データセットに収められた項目
::::

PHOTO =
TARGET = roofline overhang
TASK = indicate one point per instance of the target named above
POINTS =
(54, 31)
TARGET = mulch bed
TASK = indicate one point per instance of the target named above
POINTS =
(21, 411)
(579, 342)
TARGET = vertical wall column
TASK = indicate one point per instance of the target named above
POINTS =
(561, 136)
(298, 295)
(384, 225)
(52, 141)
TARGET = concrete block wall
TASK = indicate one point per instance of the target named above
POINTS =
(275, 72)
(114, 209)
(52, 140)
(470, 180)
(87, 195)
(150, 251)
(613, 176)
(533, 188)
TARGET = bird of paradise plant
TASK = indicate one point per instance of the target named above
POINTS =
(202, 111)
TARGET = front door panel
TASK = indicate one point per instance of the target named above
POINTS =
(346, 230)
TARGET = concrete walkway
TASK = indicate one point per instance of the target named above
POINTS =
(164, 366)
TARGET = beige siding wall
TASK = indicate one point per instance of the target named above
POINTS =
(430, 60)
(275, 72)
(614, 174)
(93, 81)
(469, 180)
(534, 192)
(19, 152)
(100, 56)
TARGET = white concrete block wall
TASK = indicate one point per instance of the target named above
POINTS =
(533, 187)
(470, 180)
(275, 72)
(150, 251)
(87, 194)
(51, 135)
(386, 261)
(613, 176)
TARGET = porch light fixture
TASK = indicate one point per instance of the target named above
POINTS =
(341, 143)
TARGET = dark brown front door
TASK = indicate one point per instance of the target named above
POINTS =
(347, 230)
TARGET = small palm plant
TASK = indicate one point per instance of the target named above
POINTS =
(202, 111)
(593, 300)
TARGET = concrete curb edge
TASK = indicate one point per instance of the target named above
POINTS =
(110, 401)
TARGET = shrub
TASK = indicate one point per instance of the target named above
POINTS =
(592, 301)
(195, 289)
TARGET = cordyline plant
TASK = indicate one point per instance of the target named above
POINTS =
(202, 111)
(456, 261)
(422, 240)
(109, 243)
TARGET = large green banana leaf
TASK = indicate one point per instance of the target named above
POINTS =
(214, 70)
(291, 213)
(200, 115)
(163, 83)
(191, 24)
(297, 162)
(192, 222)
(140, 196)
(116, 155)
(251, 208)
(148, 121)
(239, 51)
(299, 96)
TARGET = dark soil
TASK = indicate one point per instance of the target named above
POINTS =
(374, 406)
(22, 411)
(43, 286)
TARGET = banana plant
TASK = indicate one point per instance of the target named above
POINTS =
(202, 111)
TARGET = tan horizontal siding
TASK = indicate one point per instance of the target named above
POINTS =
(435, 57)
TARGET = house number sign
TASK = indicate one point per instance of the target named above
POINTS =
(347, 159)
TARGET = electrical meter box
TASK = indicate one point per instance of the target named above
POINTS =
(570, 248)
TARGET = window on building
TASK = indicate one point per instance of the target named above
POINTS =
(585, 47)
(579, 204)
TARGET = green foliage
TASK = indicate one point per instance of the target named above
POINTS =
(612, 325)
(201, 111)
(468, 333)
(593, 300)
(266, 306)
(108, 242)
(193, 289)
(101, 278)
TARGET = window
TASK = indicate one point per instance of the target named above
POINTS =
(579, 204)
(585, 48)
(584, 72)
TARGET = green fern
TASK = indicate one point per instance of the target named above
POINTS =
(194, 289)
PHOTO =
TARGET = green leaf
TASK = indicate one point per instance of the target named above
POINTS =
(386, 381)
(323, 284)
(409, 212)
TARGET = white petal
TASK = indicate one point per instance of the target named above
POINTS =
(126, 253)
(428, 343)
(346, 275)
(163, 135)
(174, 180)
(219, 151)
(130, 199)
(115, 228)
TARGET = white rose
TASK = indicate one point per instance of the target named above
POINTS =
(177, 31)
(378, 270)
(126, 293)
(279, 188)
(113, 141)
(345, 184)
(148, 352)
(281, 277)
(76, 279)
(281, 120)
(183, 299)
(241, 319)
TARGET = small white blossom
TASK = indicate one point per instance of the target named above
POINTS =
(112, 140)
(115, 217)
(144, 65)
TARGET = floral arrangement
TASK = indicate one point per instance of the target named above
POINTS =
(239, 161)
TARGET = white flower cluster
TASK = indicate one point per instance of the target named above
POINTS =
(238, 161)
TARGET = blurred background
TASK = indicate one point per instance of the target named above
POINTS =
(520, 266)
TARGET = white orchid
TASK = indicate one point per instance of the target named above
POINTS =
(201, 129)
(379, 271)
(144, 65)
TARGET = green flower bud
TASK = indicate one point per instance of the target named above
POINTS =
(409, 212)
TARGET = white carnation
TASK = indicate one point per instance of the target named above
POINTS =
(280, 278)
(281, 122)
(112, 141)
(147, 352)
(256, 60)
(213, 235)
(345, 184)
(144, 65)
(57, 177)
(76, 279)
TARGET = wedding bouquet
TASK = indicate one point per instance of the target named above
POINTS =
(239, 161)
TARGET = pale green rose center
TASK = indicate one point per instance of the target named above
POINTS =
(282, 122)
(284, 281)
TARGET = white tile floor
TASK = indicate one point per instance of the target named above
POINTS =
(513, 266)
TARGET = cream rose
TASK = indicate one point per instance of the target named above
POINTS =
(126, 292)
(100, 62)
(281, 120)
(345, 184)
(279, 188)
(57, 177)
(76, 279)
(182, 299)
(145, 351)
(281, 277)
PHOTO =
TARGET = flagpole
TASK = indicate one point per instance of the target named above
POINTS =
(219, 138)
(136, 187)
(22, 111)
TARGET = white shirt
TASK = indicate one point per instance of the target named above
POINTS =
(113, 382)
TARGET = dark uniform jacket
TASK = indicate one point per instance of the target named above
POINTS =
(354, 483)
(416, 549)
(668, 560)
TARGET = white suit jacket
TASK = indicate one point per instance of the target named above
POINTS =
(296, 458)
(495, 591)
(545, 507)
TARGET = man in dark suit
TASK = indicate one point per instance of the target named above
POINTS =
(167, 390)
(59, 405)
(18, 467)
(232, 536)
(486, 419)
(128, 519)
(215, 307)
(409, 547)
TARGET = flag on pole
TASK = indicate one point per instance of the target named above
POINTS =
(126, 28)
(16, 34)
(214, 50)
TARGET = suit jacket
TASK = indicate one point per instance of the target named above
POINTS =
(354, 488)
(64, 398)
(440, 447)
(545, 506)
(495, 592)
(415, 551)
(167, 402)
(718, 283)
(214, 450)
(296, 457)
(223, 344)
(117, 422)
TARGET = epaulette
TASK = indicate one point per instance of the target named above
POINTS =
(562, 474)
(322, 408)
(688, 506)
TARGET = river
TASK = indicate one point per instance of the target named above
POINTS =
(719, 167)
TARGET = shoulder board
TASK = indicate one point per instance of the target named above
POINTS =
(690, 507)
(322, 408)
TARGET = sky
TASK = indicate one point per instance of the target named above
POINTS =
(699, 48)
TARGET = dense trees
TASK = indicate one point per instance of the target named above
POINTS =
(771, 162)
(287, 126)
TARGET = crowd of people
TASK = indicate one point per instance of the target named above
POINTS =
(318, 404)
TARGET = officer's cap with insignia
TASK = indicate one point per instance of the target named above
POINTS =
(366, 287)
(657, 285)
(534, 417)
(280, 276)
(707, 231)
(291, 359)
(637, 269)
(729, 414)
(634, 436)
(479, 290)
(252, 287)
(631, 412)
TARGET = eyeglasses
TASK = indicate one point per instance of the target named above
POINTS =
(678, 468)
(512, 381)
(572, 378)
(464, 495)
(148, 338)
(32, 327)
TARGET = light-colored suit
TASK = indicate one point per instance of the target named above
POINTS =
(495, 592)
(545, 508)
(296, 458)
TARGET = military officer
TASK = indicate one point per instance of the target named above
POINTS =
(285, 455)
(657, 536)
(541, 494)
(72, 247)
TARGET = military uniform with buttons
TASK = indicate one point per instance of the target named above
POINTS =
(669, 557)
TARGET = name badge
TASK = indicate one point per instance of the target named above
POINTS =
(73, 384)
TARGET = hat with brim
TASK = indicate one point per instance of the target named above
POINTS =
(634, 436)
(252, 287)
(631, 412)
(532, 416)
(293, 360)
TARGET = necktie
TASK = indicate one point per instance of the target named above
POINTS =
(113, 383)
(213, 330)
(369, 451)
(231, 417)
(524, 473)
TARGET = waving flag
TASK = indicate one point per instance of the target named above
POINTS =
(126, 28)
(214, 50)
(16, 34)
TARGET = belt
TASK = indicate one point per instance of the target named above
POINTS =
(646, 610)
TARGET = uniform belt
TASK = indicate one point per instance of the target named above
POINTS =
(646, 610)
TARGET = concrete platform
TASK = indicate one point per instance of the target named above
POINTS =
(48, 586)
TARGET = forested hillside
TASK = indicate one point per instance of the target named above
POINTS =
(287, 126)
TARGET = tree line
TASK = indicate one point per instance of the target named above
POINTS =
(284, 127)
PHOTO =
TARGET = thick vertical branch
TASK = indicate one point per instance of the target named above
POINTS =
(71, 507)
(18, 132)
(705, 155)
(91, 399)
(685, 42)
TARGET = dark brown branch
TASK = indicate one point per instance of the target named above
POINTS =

::::

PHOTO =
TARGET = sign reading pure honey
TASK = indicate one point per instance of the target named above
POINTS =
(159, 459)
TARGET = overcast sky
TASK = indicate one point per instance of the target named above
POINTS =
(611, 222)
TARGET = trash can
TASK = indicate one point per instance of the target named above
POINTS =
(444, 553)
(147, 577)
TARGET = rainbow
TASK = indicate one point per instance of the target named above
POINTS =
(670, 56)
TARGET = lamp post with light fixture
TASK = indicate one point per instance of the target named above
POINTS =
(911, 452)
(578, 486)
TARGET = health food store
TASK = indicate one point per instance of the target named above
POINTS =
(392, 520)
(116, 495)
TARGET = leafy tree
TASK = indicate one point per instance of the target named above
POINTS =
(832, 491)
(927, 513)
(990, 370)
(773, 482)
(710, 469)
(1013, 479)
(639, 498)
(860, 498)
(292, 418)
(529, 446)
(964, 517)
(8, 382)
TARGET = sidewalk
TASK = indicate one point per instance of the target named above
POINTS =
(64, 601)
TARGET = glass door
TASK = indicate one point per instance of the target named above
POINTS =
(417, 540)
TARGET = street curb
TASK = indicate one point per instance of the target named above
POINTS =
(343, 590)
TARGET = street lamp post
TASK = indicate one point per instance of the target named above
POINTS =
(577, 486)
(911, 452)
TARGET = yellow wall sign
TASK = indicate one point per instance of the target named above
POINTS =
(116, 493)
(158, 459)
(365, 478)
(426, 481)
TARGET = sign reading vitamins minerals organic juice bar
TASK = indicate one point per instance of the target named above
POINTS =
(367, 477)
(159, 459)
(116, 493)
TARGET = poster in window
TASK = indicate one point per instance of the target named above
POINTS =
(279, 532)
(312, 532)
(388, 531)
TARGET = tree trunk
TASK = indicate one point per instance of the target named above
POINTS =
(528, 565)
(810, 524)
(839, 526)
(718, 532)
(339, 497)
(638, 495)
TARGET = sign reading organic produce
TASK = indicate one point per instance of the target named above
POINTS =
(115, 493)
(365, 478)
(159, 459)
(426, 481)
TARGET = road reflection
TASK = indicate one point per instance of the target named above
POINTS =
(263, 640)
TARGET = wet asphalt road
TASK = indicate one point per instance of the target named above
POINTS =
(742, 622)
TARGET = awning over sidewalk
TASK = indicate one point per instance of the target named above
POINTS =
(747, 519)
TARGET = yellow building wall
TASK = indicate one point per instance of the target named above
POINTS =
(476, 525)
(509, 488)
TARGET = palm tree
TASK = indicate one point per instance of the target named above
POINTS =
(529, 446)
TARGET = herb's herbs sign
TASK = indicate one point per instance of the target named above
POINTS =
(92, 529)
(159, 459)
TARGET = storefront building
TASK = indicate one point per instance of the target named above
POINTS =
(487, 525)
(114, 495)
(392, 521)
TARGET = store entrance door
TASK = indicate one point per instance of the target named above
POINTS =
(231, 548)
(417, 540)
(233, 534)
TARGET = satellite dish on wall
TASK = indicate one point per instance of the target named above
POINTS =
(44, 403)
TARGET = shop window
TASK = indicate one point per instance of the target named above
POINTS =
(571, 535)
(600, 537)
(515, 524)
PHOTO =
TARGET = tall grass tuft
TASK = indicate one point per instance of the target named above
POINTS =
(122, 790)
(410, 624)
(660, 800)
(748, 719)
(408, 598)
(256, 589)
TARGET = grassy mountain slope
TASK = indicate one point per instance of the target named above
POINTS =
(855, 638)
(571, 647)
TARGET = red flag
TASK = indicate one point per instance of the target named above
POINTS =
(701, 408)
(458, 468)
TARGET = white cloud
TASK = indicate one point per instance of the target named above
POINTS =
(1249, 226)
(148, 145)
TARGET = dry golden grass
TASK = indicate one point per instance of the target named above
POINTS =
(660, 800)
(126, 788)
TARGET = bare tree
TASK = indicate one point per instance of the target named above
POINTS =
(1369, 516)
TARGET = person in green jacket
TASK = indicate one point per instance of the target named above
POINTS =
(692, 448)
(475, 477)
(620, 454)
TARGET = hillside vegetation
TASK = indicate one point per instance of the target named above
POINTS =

::::

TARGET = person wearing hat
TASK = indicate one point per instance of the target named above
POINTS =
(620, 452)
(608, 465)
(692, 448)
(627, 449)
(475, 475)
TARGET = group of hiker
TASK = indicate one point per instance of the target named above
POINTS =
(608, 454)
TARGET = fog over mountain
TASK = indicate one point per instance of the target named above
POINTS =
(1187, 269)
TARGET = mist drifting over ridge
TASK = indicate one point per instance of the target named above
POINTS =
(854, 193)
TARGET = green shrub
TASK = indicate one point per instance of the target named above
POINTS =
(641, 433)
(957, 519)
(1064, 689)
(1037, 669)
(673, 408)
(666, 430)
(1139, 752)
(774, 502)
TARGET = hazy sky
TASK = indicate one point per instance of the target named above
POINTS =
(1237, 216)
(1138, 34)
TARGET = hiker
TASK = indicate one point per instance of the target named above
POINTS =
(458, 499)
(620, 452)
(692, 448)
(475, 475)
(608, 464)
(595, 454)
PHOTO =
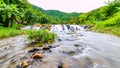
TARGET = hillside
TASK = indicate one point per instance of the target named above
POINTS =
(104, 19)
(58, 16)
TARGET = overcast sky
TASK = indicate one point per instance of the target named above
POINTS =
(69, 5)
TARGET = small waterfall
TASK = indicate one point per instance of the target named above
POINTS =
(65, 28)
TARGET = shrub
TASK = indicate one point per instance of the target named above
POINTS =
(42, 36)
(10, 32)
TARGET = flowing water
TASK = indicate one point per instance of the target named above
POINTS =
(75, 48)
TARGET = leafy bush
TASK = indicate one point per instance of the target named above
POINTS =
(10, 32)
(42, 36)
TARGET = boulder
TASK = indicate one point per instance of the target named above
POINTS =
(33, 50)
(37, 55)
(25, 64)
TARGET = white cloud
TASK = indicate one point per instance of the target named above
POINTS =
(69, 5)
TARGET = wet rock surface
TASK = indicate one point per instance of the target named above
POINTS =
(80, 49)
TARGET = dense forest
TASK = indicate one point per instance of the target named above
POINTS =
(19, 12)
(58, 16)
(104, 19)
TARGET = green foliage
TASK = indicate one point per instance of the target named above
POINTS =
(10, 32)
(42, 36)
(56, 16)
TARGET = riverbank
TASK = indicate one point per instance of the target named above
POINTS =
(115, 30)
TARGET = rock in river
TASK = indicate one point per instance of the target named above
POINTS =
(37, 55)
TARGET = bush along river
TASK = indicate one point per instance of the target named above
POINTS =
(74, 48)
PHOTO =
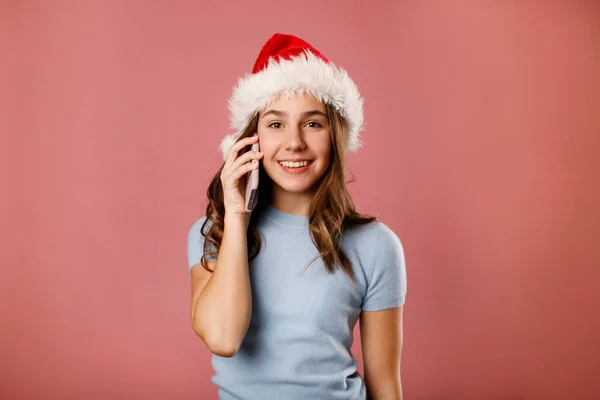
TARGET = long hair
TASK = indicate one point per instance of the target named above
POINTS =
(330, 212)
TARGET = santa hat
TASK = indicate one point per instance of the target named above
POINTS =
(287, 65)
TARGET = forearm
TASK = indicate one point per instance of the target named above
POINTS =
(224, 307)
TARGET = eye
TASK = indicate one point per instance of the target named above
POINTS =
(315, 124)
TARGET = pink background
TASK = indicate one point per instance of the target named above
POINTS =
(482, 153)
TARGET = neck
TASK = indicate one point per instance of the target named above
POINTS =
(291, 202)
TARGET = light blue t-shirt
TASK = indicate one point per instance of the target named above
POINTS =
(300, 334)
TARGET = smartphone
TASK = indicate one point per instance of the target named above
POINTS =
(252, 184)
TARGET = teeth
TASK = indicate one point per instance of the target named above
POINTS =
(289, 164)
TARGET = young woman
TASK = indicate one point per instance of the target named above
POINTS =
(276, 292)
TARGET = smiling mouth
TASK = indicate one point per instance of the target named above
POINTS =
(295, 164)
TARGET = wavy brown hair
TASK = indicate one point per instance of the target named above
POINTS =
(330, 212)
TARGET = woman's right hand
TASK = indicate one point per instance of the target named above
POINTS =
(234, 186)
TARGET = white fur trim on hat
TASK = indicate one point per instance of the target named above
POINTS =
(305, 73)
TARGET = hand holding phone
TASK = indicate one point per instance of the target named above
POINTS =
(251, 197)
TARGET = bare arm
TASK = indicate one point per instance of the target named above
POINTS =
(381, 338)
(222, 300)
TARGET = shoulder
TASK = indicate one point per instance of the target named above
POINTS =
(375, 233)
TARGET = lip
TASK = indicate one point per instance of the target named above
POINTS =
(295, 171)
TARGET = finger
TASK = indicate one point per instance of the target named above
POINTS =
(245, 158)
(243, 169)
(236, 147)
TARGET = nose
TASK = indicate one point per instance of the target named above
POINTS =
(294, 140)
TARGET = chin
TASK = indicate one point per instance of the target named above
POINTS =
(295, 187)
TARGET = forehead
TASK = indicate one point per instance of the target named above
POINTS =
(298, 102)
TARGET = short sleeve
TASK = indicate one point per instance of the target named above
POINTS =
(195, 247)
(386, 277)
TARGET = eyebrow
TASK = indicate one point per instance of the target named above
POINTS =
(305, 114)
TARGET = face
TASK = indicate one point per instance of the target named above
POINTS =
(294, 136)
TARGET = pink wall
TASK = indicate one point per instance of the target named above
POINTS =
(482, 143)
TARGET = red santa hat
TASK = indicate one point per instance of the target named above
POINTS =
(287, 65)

::::

解くべき問題
上に並んだ行のうち、文字列「hand」を含む行の数を数え、その数だけを答えてください。大文字と小文字は区別します。

回答
2